INSTRUCTION: Gather every line in the material below that contains the string "feather" and copy each of those lines in full. Case counts.

Collected data entries:
#####
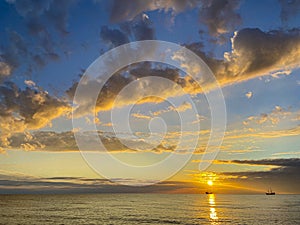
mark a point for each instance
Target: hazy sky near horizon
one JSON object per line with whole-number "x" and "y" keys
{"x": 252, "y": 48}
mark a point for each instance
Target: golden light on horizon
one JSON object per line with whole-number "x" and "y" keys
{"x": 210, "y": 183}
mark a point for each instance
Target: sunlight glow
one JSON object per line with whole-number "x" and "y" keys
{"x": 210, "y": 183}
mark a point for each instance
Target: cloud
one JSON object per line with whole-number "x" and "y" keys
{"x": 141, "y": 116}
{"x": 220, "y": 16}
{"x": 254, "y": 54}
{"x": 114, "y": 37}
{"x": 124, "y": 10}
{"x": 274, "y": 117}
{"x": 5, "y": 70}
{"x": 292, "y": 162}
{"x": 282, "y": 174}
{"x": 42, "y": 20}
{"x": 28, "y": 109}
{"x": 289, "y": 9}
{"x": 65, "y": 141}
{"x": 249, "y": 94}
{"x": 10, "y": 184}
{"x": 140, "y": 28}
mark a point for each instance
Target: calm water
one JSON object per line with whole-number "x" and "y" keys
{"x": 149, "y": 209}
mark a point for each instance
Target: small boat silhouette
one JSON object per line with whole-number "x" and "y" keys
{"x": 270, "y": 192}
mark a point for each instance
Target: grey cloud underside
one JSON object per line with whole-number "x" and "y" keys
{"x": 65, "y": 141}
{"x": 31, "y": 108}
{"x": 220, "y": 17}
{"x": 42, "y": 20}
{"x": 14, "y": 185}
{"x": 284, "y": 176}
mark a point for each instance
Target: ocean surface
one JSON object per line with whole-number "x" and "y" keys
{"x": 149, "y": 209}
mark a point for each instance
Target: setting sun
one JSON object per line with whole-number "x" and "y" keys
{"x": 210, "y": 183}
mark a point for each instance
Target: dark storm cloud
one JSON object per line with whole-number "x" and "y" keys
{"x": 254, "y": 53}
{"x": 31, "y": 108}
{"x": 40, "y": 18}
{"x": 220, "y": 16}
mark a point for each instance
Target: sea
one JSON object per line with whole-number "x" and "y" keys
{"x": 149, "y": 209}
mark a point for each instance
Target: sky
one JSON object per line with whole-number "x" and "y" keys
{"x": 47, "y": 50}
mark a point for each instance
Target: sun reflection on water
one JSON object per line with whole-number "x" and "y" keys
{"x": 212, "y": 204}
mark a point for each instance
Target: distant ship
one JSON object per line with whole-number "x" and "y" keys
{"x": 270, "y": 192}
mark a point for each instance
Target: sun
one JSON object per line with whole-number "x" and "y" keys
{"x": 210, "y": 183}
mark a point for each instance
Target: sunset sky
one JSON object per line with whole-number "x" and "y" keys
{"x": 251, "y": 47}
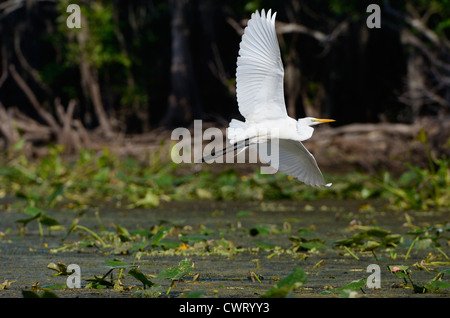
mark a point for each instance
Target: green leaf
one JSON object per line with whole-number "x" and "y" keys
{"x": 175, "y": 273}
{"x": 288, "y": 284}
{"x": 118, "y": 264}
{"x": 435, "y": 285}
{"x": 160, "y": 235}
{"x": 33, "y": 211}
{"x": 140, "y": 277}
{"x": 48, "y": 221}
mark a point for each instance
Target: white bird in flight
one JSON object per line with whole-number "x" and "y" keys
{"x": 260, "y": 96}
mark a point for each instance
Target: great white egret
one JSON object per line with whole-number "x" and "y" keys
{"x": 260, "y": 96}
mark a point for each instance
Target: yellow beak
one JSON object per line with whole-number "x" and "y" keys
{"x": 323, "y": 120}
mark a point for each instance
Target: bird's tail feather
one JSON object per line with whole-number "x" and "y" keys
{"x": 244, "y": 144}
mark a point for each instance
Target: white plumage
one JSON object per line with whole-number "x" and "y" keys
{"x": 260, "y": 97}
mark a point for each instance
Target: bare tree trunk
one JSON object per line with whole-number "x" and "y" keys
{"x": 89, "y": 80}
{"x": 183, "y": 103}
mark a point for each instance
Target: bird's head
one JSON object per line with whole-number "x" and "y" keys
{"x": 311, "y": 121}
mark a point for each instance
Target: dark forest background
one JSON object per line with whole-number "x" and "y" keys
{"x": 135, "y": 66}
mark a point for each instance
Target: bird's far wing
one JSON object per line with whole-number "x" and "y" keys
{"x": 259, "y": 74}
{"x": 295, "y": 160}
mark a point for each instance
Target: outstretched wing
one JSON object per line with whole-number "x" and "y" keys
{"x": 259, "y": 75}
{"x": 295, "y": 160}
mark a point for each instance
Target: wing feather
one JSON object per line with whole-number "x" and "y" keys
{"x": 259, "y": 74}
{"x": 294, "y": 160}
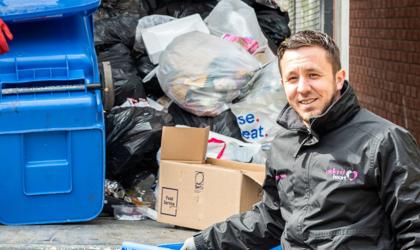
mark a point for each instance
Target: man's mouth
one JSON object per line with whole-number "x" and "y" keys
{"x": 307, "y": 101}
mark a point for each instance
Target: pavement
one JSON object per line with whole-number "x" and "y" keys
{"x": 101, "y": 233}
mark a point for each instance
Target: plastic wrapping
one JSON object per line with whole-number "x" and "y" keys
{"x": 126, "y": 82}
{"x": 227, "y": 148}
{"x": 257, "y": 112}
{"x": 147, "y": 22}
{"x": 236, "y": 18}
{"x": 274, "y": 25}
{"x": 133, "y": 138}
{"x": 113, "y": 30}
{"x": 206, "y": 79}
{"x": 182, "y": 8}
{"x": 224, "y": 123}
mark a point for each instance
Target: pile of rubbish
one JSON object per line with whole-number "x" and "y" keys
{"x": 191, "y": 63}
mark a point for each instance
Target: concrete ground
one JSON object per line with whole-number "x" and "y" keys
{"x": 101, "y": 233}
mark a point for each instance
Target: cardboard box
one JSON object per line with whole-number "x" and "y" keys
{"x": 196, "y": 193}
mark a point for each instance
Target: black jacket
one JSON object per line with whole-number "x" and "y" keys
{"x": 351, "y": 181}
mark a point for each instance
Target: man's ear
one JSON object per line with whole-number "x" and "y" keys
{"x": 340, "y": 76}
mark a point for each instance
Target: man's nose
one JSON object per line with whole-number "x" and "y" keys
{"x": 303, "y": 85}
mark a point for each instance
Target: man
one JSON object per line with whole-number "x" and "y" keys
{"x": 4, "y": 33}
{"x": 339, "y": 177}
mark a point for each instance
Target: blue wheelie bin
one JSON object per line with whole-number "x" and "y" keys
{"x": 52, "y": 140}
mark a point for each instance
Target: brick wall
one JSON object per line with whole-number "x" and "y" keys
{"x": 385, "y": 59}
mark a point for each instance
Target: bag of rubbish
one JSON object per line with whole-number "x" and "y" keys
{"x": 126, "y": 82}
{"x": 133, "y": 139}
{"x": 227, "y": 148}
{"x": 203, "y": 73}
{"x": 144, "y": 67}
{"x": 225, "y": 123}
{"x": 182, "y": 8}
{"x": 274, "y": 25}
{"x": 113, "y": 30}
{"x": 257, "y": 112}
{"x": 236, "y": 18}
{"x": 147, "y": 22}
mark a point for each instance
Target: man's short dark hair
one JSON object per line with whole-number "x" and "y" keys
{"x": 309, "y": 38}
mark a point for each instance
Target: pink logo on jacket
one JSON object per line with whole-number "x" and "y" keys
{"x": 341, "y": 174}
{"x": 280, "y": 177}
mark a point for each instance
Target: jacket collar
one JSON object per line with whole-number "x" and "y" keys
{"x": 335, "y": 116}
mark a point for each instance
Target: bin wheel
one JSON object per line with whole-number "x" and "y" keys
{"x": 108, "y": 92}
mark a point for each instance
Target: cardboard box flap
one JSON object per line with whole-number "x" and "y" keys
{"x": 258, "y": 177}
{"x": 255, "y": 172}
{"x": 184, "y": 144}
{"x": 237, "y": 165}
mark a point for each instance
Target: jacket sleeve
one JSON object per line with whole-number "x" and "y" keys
#####
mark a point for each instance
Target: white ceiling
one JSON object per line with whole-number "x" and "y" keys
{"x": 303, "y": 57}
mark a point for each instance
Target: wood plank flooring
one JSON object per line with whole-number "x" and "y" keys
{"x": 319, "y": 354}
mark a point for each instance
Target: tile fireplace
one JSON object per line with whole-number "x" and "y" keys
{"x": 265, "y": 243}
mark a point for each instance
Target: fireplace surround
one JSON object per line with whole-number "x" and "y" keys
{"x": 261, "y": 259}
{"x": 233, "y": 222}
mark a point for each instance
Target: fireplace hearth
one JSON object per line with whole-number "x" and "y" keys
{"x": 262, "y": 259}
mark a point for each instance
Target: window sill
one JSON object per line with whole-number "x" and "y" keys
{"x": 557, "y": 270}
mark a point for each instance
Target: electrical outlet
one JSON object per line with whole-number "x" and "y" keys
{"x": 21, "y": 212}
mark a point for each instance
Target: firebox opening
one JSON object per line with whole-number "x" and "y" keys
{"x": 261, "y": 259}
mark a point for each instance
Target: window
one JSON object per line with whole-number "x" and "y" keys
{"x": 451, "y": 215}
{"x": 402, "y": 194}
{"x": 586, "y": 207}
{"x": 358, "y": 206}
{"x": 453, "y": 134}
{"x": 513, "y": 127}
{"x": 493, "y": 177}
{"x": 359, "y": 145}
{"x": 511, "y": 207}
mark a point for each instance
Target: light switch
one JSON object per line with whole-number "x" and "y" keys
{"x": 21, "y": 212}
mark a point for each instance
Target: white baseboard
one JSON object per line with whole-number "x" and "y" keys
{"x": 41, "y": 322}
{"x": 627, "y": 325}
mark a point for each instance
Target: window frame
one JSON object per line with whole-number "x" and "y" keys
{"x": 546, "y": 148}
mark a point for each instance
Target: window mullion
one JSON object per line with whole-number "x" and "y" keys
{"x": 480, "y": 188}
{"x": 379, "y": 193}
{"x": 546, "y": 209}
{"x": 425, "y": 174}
#####
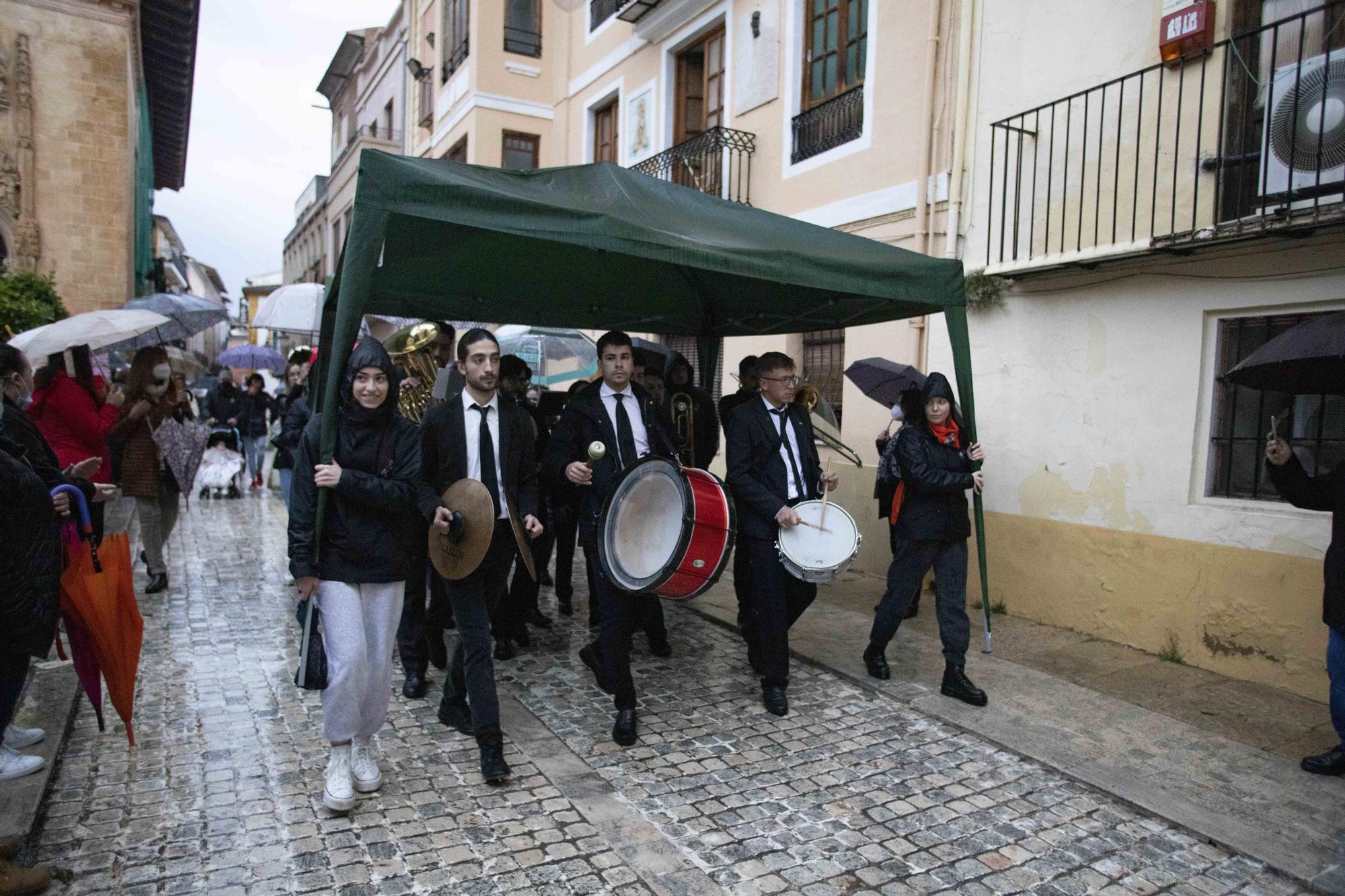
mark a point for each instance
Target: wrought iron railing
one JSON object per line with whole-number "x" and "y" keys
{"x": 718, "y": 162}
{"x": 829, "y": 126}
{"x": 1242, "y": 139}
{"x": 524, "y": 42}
#####
EXERCISE RESPONSE:
Target: bird's tail feather
Target: wing feather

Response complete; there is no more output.